Give back the lines from the first one up to and including the line with "xmin=0 ymin=716 xmax=1280 ymax=864", swapping "stone" for "granite" and leaving everything else unchanged.

start

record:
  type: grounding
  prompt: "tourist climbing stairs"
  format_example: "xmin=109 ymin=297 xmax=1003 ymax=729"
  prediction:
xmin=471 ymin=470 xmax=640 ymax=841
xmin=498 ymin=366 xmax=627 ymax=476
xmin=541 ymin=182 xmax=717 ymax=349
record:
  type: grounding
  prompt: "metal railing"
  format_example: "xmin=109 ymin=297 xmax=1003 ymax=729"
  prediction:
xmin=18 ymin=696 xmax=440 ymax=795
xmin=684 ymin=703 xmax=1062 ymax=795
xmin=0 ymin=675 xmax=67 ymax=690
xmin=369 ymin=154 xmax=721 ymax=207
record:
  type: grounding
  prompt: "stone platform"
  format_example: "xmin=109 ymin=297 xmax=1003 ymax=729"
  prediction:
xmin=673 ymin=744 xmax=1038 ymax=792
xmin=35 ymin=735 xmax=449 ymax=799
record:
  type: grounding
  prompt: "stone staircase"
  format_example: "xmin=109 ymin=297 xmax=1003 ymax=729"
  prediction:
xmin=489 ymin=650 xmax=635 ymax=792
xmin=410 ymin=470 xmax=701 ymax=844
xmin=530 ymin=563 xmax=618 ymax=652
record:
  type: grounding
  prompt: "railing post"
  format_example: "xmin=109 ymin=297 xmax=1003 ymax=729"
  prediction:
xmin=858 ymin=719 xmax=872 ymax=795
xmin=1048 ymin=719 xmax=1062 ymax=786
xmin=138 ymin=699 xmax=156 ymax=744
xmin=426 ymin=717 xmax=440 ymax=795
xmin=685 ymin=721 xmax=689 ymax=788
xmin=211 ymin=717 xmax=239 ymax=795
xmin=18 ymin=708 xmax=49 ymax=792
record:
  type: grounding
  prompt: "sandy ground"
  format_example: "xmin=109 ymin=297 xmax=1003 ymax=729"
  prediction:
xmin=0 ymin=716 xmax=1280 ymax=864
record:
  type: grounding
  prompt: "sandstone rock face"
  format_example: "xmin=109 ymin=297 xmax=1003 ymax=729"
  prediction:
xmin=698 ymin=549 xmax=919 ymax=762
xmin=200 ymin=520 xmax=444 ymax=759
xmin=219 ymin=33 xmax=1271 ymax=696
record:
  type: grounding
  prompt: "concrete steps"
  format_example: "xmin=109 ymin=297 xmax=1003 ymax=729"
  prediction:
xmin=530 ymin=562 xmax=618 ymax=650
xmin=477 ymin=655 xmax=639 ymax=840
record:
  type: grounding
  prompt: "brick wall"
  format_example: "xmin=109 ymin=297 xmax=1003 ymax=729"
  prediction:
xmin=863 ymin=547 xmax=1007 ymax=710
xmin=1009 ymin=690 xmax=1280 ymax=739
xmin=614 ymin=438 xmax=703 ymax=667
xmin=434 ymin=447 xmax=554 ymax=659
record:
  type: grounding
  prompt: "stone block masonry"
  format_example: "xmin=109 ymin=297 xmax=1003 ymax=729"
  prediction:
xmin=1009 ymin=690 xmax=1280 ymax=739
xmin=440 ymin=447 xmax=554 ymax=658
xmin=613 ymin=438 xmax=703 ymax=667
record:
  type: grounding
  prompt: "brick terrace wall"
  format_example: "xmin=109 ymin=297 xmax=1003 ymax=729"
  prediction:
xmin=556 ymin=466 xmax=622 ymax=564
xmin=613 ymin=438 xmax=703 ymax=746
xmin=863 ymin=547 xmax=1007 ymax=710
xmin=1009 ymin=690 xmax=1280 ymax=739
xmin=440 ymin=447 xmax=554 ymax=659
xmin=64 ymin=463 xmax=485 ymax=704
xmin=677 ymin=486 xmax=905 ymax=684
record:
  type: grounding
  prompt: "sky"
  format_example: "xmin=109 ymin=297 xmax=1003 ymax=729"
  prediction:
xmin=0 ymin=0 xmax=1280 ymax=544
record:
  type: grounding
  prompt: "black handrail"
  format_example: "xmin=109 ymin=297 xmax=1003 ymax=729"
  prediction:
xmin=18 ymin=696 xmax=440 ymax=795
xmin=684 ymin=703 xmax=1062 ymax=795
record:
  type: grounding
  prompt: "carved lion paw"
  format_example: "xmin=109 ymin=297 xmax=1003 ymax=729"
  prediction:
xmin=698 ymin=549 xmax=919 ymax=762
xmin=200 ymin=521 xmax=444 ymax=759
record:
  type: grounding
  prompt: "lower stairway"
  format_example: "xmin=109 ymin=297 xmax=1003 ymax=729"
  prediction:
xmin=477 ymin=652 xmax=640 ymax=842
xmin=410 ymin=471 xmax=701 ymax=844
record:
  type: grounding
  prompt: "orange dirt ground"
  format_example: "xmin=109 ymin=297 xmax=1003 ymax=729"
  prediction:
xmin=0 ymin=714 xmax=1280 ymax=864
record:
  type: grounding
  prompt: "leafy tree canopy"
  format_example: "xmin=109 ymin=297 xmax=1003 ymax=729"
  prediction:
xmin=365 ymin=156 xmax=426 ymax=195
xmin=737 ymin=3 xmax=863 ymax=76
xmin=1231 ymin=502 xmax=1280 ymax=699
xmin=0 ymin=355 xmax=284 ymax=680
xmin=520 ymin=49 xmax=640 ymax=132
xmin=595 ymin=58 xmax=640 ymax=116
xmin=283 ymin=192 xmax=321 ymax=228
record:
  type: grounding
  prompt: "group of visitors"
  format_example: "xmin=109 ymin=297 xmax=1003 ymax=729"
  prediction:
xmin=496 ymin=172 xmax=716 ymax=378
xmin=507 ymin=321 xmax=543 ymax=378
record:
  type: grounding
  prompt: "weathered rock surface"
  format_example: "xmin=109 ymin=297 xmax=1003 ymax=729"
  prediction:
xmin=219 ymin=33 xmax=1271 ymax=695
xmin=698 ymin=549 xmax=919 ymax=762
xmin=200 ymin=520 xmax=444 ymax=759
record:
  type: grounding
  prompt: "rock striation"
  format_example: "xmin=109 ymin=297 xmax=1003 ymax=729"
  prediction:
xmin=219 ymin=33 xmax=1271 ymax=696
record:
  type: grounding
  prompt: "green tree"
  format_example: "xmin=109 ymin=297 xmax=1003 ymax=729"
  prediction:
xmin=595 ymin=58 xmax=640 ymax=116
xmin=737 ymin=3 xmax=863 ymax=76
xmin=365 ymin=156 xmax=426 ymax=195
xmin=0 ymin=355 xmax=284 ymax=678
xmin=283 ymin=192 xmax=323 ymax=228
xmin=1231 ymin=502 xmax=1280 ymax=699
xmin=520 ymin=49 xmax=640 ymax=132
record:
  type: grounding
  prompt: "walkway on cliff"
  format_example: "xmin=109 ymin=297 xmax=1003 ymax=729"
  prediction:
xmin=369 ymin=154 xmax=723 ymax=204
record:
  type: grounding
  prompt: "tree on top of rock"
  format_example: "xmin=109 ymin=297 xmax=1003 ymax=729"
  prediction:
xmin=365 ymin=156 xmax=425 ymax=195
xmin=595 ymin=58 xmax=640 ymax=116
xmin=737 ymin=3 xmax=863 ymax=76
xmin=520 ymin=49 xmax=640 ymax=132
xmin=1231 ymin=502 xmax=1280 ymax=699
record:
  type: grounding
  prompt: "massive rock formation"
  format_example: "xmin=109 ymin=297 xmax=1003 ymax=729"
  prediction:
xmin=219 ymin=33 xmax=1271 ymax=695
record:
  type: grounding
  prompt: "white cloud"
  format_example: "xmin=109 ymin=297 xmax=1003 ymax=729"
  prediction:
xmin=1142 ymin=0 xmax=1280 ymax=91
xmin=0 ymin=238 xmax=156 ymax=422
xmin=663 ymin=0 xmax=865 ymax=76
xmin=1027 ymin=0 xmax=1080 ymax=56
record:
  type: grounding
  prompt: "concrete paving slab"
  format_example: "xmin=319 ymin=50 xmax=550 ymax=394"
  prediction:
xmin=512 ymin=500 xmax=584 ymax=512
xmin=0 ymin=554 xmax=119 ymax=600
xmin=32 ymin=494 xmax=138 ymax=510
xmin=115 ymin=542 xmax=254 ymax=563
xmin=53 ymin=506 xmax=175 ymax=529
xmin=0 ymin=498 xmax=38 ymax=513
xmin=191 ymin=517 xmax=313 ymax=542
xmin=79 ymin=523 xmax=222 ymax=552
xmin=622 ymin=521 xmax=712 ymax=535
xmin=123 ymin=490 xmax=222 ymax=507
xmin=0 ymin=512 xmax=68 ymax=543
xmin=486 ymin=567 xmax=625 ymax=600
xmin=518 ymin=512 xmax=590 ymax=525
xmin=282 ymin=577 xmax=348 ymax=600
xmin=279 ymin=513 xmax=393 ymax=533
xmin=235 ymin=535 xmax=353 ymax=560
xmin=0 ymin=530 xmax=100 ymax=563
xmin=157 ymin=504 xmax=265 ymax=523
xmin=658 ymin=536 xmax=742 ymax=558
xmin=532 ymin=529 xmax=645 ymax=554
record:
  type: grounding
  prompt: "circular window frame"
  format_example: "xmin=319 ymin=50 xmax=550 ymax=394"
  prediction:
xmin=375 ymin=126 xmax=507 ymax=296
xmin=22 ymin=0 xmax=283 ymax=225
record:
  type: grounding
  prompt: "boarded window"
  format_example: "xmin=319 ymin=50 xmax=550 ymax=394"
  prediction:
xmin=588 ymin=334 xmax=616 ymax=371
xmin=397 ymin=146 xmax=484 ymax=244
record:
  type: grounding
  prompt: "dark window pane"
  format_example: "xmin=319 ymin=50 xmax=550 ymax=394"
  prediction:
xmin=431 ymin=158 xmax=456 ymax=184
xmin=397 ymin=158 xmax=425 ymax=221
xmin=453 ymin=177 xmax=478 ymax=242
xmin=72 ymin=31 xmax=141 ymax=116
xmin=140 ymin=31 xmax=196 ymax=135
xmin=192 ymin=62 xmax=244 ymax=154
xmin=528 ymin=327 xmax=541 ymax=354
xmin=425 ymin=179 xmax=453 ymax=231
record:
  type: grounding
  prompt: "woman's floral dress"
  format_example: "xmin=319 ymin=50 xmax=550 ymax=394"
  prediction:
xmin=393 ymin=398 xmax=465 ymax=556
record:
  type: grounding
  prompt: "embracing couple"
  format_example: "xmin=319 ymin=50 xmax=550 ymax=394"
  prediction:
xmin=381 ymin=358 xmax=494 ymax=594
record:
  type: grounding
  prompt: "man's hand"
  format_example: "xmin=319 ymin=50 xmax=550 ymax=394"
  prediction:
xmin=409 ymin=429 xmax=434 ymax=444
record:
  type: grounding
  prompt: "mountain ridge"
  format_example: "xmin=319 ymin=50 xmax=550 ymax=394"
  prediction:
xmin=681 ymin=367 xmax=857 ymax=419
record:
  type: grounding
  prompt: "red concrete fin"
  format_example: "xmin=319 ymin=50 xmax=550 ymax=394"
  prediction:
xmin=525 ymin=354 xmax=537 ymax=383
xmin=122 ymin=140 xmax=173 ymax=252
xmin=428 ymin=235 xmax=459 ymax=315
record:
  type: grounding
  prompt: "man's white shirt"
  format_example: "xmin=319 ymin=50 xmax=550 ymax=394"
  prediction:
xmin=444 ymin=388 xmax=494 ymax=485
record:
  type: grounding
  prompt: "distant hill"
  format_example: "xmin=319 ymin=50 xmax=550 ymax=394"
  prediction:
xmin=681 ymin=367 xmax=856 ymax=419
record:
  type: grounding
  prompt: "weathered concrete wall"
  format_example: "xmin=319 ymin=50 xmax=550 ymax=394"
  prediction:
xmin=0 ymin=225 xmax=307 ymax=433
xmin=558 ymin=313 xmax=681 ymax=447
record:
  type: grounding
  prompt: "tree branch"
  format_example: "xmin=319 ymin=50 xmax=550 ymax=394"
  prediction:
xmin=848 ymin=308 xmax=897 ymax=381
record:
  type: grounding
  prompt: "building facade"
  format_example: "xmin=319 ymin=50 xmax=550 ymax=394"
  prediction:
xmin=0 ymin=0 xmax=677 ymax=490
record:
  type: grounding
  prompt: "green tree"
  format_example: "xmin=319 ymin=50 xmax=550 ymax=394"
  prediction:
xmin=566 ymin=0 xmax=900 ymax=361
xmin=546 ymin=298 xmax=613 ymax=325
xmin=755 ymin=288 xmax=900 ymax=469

end

RESULT
record:
  type: grounding
  prompt: "tourist climbing stairs"
  format_example: "xmin=109 ymin=297 xmax=1003 ymax=729"
  prediction:
xmin=471 ymin=470 xmax=640 ymax=841
xmin=498 ymin=366 xmax=627 ymax=476
xmin=541 ymin=182 xmax=717 ymax=349
record:
  type: grounding
  prompt: "metal railing"
  format_example: "xmin=109 ymin=297 xmax=1003 ymax=729"
  prediction:
xmin=18 ymin=696 xmax=440 ymax=795
xmin=684 ymin=703 xmax=1062 ymax=795
xmin=0 ymin=675 xmax=67 ymax=690
xmin=369 ymin=154 xmax=721 ymax=207
record:
  type: grounding
  prompt: "granite platform"
  format_example: "xmin=109 ymin=297 xmax=1003 ymax=729"
  prediction:
xmin=673 ymin=744 xmax=1038 ymax=792
xmin=35 ymin=735 xmax=449 ymax=799
record:
  type: grounding
  prompt: "granite staircase"
  format_example: "xmin=109 ymin=297 xmax=1003 ymax=729"
  prediction:
xmin=489 ymin=650 xmax=635 ymax=792
xmin=410 ymin=470 xmax=701 ymax=844
xmin=530 ymin=563 xmax=618 ymax=652
record:
  type: grounding
  prompt: "railing post"
  format_example: "xmin=109 ymin=297 xmax=1003 ymax=729"
  prediction:
xmin=858 ymin=719 xmax=872 ymax=795
xmin=1048 ymin=719 xmax=1062 ymax=786
xmin=138 ymin=699 xmax=156 ymax=744
xmin=426 ymin=717 xmax=440 ymax=795
xmin=685 ymin=721 xmax=689 ymax=788
xmin=211 ymin=717 xmax=239 ymax=795
xmin=18 ymin=708 xmax=49 ymax=792
record:
  type: grounding
  prompt: "sandy ground"
  format_example: "xmin=109 ymin=297 xmax=1003 ymax=729"
  prediction:
xmin=0 ymin=716 xmax=1280 ymax=864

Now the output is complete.